» DIRECTIONS
Retype all of the entries exactly as they appear.

[[ DATASET EXTRACT open ]]

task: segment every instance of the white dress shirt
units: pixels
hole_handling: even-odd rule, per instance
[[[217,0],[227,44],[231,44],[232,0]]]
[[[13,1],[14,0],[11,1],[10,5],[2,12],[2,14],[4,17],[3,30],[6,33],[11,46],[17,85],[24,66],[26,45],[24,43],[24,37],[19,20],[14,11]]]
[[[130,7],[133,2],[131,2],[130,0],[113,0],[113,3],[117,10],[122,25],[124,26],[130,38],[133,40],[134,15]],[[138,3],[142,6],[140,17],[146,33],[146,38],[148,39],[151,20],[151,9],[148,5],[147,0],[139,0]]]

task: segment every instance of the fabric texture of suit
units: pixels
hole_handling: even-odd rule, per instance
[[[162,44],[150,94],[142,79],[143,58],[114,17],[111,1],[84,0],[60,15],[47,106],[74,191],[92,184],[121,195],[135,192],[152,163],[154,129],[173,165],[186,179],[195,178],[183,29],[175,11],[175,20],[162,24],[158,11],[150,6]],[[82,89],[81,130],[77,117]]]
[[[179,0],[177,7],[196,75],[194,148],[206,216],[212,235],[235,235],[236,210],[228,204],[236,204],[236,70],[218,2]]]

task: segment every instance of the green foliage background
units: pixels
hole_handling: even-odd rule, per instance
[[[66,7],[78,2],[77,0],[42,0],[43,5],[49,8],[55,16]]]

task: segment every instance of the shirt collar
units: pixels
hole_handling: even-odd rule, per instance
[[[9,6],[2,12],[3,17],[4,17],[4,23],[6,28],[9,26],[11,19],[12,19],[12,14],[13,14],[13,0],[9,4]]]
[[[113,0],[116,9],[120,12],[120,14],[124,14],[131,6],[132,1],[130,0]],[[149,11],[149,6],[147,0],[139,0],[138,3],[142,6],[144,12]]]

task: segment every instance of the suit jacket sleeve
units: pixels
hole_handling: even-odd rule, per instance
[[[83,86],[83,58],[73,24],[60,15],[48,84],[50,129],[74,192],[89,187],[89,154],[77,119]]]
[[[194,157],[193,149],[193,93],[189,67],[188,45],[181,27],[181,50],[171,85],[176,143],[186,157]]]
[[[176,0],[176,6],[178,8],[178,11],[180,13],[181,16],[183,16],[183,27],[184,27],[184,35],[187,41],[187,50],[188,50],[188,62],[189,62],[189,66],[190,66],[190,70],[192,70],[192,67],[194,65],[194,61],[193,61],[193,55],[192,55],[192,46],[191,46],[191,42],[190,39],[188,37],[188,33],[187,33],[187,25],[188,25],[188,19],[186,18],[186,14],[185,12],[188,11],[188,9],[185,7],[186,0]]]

[[ DATASET EXTRACT closed ]]

» RESPONSE TO THE EXERCISE
task: segment every instance of the white dress shirt
units: pixels
hole_handling: even-odd rule, per instance
[[[217,0],[227,44],[231,44],[232,0]]]
[[[13,1],[14,0],[11,1],[10,5],[2,12],[2,14],[4,17],[3,30],[6,33],[11,46],[17,85],[24,66],[26,45],[24,43],[24,37],[19,20],[14,11]]]
[[[130,7],[133,2],[131,2],[130,0],[113,0],[113,3],[117,10],[122,25],[124,26],[130,38],[133,40],[134,15]],[[138,3],[142,6],[140,17],[146,33],[146,38],[148,39],[151,20],[151,9],[148,5],[147,0],[139,0]]]

task: segment every instance of the fabric texture of suit
units: pixels
hole_handling: even-odd rule, per instance
[[[162,44],[150,94],[142,79],[143,58],[114,17],[111,1],[84,0],[60,15],[47,106],[74,191],[92,184],[121,195],[135,192],[152,163],[154,129],[173,165],[186,179],[195,178],[183,29],[175,11],[175,20],[162,24],[158,11],[150,6]],[[82,89],[81,130],[77,117]]]
[[[179,0],[177,7],[196,75],[194,148],[206,216],[212,235],[235,235],[236,210],[228,204],[236,204],[236,70],[218,2]]]

task: segment every instance of the green foliage background
units: pixels
hole_handling: even-odd rule, per instance
[[[66,7],[78,2],[77,0],[42,0],[43,5],[49,8],[55,16]]]

task: segment every instance of the shirt collar
units: pixels
hole_handling: even-odd rule, per instance
[[[9,6],[2,12],[3,17],[4,17],[4,23],[6,28],[9,26],[11,19],[12,19],[12,14],[13,14],[13,0],[9,4]]]
[[[113,0],[116,9],[120,12],[120,14],[124,14],[131,6],[132,1],[130,0]],[[149,11],[149,6],[147,0],[139,0],[138,3],[142,6],[144,12]]]

task: segment every instance of the suit jacket sleeve
units: pixels
hole_handling: even-odd rule, per instance
[[[83,86],[83,58],[73,24],[60,15],[48,84],[50,129],[74,192],[89,187],[89,154],[77,119]]]
[[[194,157],[193,149],[193,93],[189,67],[188,45],[181,27],[181,50],[171,85],[176,143],[186,157]]]
[[[176,0],[176,6],[178,8],[178,11],[180,13],[181,16],[183,16],[183,27],[184,27],[184,35],[187,41],[187,50],[188,50],[188,62],[189,62],[189,66],[190,66],[190,70],[192,70],[192,67],[194,65],[194,61],[193,61],[193,55],[192,55],[192,46],[191,46],[191,42],[190,39],[188,37],[188,33],[187,33],[187,25],[188,25],[188,19],[186,18],[186,14],[185,12],[188,11],[188,9],[185,7],[186,0]]]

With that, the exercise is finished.